=== REQUIRED WORK ===
Transcribe the whole listing below. Pictures do not go in the copy.

═══

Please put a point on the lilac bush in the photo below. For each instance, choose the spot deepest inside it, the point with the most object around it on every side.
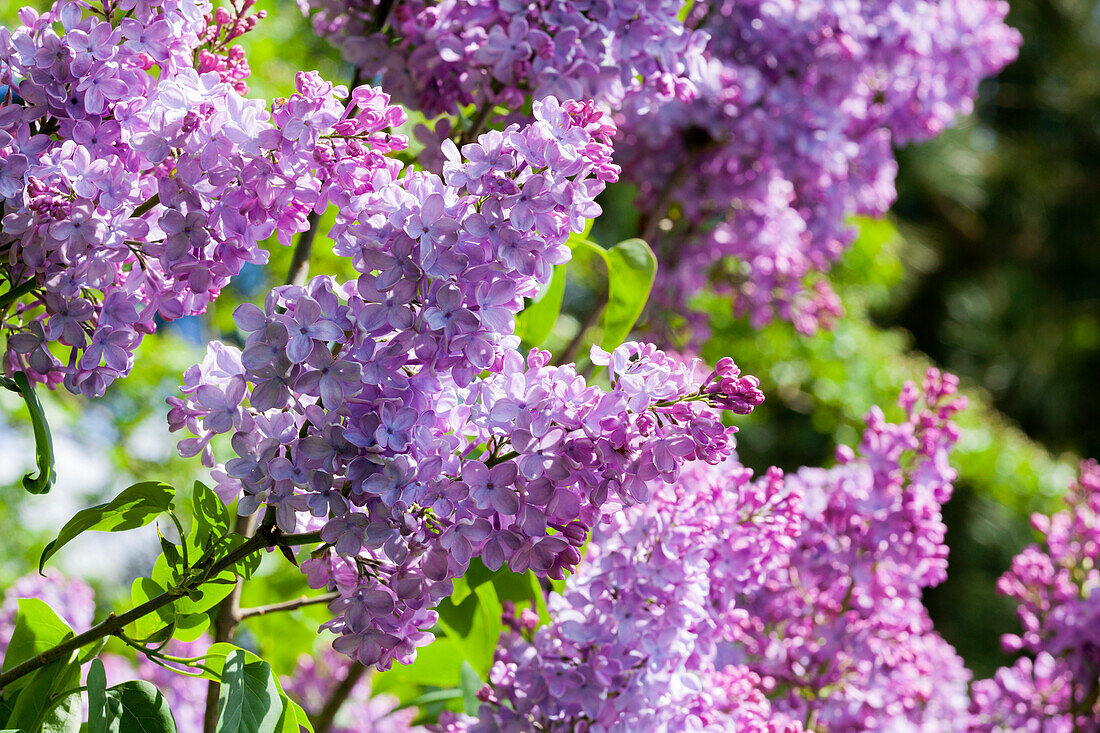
(751, 128)
(634, 638)
(389, 423)
(837, 633)
(136, 179)
(1056, 584)
(394, 413)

═══

=== RESPONSE BOX ===
Please put a point on the lilac bush in the photo below. For each instance, choose the spot deepest inside it, the point with the most object around it on every side.
(751, 128)
(634, 638)
(389, 423)
(837, 633)
(136, 179)
(1056, 584)
(394, 413)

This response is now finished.